Поскольку анализ заглавия цикла «Песни восточных славян» был представлен ранее, в соответствующем параграфе нашей работы, следует рассмотреть внутреннюю структуру данного произведения.
Г. Писаревская в своей диссертационной работе обращает внимание на тематические переклички между циклом А.С. Пушкина «Песни западных славян» и циклом Л. Петрушевской: «Они рассказывают о непонятном, таинственном, мистическом... (у А. Пушкина - «Марко Якубович», у Л. Петрушевской -«Материнский привет», «В маленьком доме», «Жена»), о вещих снах («Видение короля» у А. Пушкина - «Рука» у Л. Петрушевской), о заблуждениях и их последствиях («Феодор и Елена», «Вурдалак» у А. Пушкина - «Месть», «Материнский привет» у Л. Петрушевской)» [Писаревская 1995: 124-125].
Обратим внимание на то, что, с нашей точки зрения, речь может идти только о весьма отдаленных перекличках, поскольку они свидетельствуют, на наш взгляд, не столько об отталкивании Л. Петрушевской от пушкинских «Песен...» и даже не о «полемичности и пародийности заглавия и одновременно жанрового определения у Л. Петрушевской по сравнению с пушкинским», как считает Г. Писаревская, сколько об устойчивости народно-поэтических представлений и образов, к анализу которых мы обратимся позднее.

● МАТЕРИАЛ:

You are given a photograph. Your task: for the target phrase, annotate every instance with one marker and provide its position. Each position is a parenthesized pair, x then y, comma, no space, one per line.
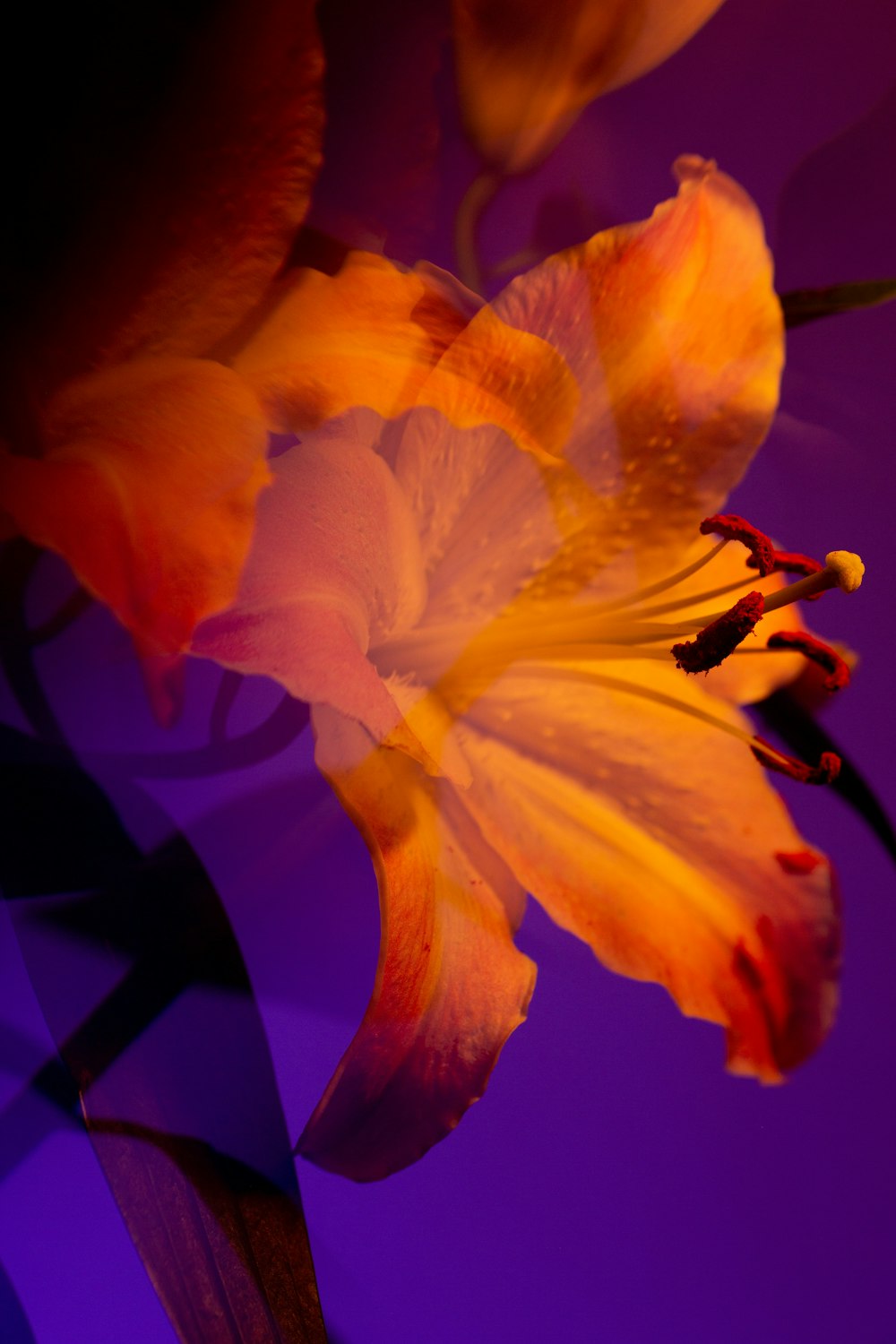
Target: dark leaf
(807,306)
(246,1238)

● ВАШЕ ЗАДАНИЕ:
Процитируйте из отрывка о цикле «Песни восточных славян» участок от слов «Обратим внимание на» до слов «мы обратимся позднее.» включительно.

● ОТВЕТ НА ЗАДАНИЕ:
Обратим внимание на то, что, с нашей точки зрения, речь может идти только о весьма отдаленных перекличках, поскольку они свидетельствуют, на наш взгляд, не столько об отталкивании Л. Петрушевской от пушкинских «Песен...» и даже не о «полемичности и пародийности заглавия и одновременно жанрового определения у Л. Петрушевской по сравнению с пушкинским», как считает Г. Писаревская, сколько об устойчивости народно-поэтических представлений и образов, к анализу которых мы обратимся позднее.